** Consegna 1 **
Rispondi a queste domande sull'articolo dedicato a Bayer e Monsanto:
(a) Entro quando Bayer spera di concludere l'acquisizione di Monsanto?
(b) A quanto ammonta l'utile netto indicato nel bilancio?
(c) A quale gruppo Bayer si è impegnata a vendere pesticidi e sementi per 5,9 miliardi?

===== Brano riportato

Farmaceutica e agribusiness, Bayer attende l’ok per Monsanto
LEVERKUSEN Si allungano i tempi per l’acquisizione dell’americana Monsanto da parte di Bayer, che ora spera di concludere l’operazione «entro il secondo trimestre del 2018», sostiene il ceo del gruppo tedesco, Werner Baumann, 55 anni, in occasione della presentazione del bilancio di un anno definito «insoddisfacente», chiuso con 35 miliardi di ricavi, in aumento dell’1,5% (ma il settore dei farmaci da banco arranca, soprattutto per la forte concorrenza negli Stati Uniti, e l’agribusiness non cresce abbastanza); 9,3 miliardi di Ebitda (-0,3%) e 7,3 miliardi (+61,9%) di utile netto. Anche a causa dei cambi, che hanno avuto un impatto per 470 milioni sui conti. Ogni volta che l’euro si apprezza dell’1%, Bayer perde 70 milioni di Ebitda.
Il via libera condizionato dall’antitrust Ue dovrebbe arrivare entro il 5 aprile (secondo fonti europee anche prima). Mentre «in America siamo più indietro, ma le discussioni con il Dipartimento di Giustizia sono costruttive e ci aspettiamo progressi nelle prossime settimane», ha spiegato Baumann. Bayer si è già impegnata a vendere pesticidi e sementi per 5,9 miliardi alla connazionale Basf. Per venire incontro alle richieste dell’antitrust ieri il gruppo ha annunciato che cederà l’intera attività di semi vegetali, e si è detta disponibile a vendere o dare in licenza altri asset di Bayer e Monsanto.

==========

** Consegna 2 **
Disponi tutti i record con punti etichettati riportati sotto in un CSV a due colonne, consegna e risposta, con una riga per record. Racchiudi ogni campo tra virgolette, sostituisci gli a capo con spazi e lascia fuori le immagini.

===== Dati forniti

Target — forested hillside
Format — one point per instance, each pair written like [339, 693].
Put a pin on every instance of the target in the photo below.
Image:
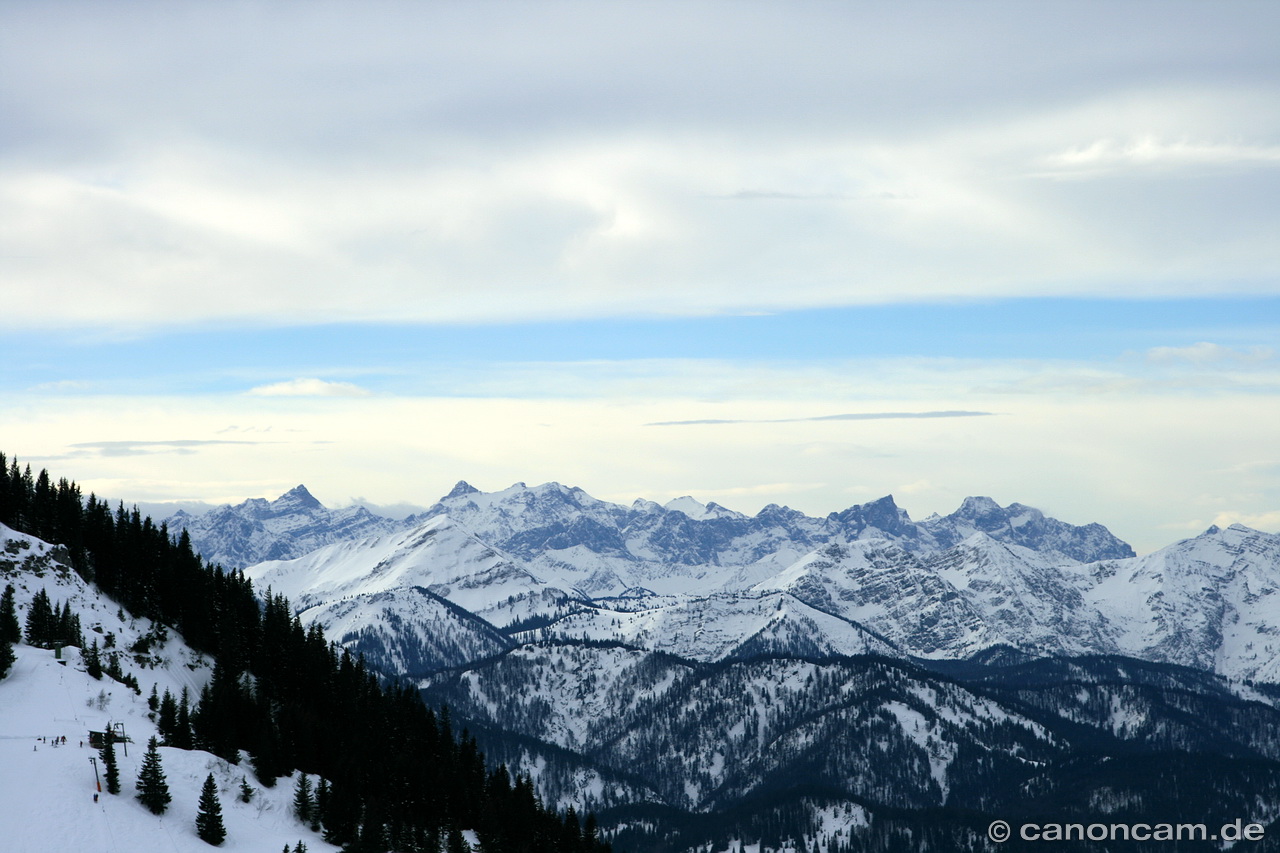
[398, 776]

==========

** Risposta 1 **
(a) Entro il secondo trimestre del 2018.
(b) 7,3 miliardi, in aumento del 61,9%.
(c) Alla connazionale Basf.

** Risposta 2 **
consegna,risposta
"Target — forested hillside Format — one point per instance, each pair written like [339, 693]. Put a pin on every instance of the target in the photo below. Image:","[398, 776]"